(Point-per-instance localization data)
· · ·

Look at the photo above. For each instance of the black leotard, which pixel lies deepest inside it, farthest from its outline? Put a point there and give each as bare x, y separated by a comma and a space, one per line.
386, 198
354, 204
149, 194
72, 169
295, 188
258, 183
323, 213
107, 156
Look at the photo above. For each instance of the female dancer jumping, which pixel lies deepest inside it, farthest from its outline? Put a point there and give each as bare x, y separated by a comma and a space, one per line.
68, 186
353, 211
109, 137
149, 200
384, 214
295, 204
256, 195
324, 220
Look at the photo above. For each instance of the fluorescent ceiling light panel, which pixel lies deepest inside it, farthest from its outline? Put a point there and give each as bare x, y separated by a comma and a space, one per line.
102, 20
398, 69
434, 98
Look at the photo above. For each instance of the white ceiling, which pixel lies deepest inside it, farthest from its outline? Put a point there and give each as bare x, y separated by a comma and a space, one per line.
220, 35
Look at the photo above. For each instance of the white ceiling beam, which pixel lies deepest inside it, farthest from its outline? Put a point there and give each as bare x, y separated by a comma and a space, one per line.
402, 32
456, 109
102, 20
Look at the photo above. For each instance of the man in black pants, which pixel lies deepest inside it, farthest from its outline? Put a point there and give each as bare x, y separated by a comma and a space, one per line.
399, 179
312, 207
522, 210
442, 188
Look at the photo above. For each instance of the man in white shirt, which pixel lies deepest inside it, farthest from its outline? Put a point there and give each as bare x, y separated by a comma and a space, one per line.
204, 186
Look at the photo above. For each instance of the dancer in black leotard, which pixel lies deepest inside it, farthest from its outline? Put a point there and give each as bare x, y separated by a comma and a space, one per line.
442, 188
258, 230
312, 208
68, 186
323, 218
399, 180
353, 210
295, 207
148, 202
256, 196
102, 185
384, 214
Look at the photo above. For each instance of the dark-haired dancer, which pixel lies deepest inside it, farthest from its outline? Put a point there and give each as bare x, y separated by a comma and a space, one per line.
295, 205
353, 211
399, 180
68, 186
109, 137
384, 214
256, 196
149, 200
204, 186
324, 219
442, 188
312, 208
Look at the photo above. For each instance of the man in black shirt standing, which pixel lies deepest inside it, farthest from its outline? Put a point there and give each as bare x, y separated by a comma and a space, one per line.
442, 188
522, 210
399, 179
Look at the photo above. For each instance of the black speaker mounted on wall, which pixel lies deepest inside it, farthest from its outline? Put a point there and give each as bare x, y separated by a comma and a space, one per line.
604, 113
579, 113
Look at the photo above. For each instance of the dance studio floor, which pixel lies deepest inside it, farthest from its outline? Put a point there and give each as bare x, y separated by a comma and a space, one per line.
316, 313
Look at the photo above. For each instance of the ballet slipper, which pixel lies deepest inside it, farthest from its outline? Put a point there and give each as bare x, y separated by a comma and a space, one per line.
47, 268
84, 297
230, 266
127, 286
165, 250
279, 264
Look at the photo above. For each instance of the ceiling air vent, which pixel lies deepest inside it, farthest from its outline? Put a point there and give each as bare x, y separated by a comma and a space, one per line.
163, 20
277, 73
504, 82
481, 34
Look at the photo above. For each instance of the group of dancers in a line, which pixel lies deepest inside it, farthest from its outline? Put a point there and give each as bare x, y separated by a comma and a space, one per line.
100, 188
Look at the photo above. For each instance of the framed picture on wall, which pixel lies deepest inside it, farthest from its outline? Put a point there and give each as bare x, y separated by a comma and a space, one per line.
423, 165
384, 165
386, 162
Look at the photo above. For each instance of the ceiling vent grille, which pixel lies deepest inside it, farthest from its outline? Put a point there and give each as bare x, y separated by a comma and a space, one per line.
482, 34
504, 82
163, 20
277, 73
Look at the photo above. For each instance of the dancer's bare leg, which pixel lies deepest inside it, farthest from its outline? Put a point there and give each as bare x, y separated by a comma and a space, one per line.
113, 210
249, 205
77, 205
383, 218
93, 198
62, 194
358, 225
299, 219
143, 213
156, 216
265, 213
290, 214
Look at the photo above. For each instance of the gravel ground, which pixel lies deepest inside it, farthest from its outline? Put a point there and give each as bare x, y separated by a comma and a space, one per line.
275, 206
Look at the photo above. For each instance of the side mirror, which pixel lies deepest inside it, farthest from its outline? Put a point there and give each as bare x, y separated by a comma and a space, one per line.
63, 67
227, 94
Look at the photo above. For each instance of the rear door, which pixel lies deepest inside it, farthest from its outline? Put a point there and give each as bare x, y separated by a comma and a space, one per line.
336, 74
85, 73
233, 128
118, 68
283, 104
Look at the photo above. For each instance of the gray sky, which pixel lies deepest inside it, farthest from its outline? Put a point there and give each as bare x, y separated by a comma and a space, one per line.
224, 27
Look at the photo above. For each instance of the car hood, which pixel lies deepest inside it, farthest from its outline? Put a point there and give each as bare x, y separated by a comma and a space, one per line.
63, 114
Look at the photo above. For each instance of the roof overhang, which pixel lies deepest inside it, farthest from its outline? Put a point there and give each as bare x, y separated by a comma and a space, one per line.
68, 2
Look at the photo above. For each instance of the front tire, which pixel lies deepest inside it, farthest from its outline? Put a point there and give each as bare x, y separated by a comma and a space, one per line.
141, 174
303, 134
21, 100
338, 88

· · ·

Task requirements: Write all of the data above again, exactly as given.

Result of this exercise:
Look at the photo above. For each instance of the black leotard, which pixel lies deepest inside it, farthest from its outline? Put a point there and give each as bare x, y separated by a comma and a space, one per line.
386, 198
354, 204
149, 194
72, 169
295, 188
258, 183
323, 213
107, 156
Look at the photo above. For each instance of the female dancer jumping, which pixel lies deepest inside it, farthest from its outline? Put a point there and give each as bare x, y separated by a comma and a space, one per line.
68, 186
353, 211
109, 137
149, 200
384, 214
295, 204
256, 195
324, 220
Look at the photo above. For each instance of the fluorescent ceiling light panel, which pixel lies deepest inside it, farthest from its outline? Put a point there and give each as bare x, y separated by a comma and a space, one per line.
102, 20
398, 69
434, 98
Look at the photo above. For each instance of the white ceiling, which pixel lies deepest inside it, farthest from its outline? Put a point there and give each as bare x, y separated by a comma and a space, one per line.
220, 35
Look at the photo above. For each instance of the white ceiling beam, which pixel lies deepest inside it, farthest from its outline? Put a point there and give each as bare x, y separated by a comma and a space, one per line.
402, 32
456, 109
102, 20
Look at the photo above. For each instance of the man in black pants, which pixel lies deepest inside it, farthest from its outline? Put a point there and give each as bare x, y separated by a comma and a space, one per line.
399, 179
312, 207
522, 210
442, 188
Look at the photo above. For each instance of the man in white shirt, which pixel lies deepest inside it, farthest from its outline? Put a point there and give each as bare x, y separated by a comma and a space, one per line.
204, 186
Look at the photo above. For each instance of the dancer in black leotard, which pixel lies deepest inside it, farthest from its outline? Put a point there and give each as bare x, y separated by a comma and a space, one per line.
442, 188
258, 230
312, 208
68, 186
323, 218
399, 180
353, 210
295, 207
148, 202
256, 196
102, 185
384, 214
Look at the photo above. For each instance of the dark-haired dancer, which pixel lies deepest inside it, farthest from its outline? Put a point there and give each as bare x, y separated by a comma and a space, one per line.
295, 205
353, 211
399, 180
68, 186
109, 137
384, 214
256, 196
149, 200
204, 186
324, 219
442, 188
312, 208
Look at the photo above. For each instance of the man in black shirt standing, which pixel lies deepest inside it, farthest from its outline? Put a point there and give each as bare x, y separated by a comma and a space, one per line.
442, 188
522, 210
399, 179
Look at the photo above. For each instance of the black speaker mounted on wall, which pixel lies deepest inside it, farthest from its outline? Put a point there and give each as bare x, y separated by a comma and a space, one per line.
604, 113
579, 113
Look at the photo above. For each instance of the dance studio floor, which pixel lies deepest inside it, farthest from its outline? Put a point there and give each as bare x, y separated by a comma and a space, one per line.
316, 313
Look at the photo above. For each instance of the ballet slipper, which pixel lies deepest inside it, farthest from its outline? Put a point there and give each as bare x, y separated by a comma and a space, one per line.
47, 268
84, 297
230, 266
127, 286
165, 250
279, 264
Look at the photo above. For each instance of the ceiling air vent, which pixel lies deepest inside it, farthest from its outline? Put a point there and give each as bare x, y separated by a comma and a space, one per line.
163, 20
277, 73
504, 82
481, 34
Look at the photo above. For each instance of the group of dancers in a line, which pixel lies deepest inside it, farthest from its outline? Put a point there and give each as bare x, y separated by a comma and a space, one per line.
100, 188
Look at the photo above. For each instance of the framed picture on wall, which pixel lies deepest inside it, farthest from its outline? Put a point there and give each as bare x, y separated by a comma and a space, one per line.
423, 165
384, 165
386, 162
Look at the photo above. For each instance of the ceiling vent grille, which pixel lies deepest inside it, farthest from its outline? Put a point there and give each as bare x, y separated by a comma and a space, one per line.
482, 34
504, 82
163, 20
277, 73
Look at the photo above. For each instance of the dancer's bare leg, which pixel lies deepest inside it, farthest from its outline? Put a point there and give each as bare x, y separated by a comma and a space, one per line.
113, 210
249, 205
77, 205
383, 218
93, 198
62, 194
358, 225
299, 219
143, 213
156, 216
265, 213
290, 214
Look at the photo above. For each instance of the gravel ground, which pixel lies deepest inside it, farthest from its outline? Put a point there and give each as bare x, y separated by a comma and a space, one per line.
275, 206
Look at the photo above. For each instance of the side mirror, which pixel lies deepest inside it, farthest from its outline? Put a point there and give each as bare x, y separated by a comma and a space, one per line.
63, 67
227, 94
Look at the photo above. For each instance of the rear door, which pixel lies deepest inside it, farthest from its outline? Put a point there and give each as bare x, y separated by a comma and a space, one per line.
336, 74
85, 73
233, 128
118, 68
283, 104
Look at the photo above. For each instance of the gray sky, which pixel lies deepest inside it, farthest from its outline? Put a point there and give each as bare x, y separated by a comma and a space, one per line.
224, 27
Look at the photo above. For each instance of the car hood, which pixel lies deepest inside it, farthest from its outline? Put a point there and give each as bare x, y separated by a comma and a space, one per line.
63, 114
Look at the photo above. For each instance of the roof overhang, which pixel lies deepest inside it, farthest from its outline? Put a point there and give each as bare x, y separated by a comma and a space, one per line.
68, 2
Look at the photo above. For each instance of the front tire, which pixel lies deepest inside it, farthest from its outline? Put a point there and give each as bare x, y separated by a comma and a space, one per line.
141, 174
303, 134
21, 100
338, 88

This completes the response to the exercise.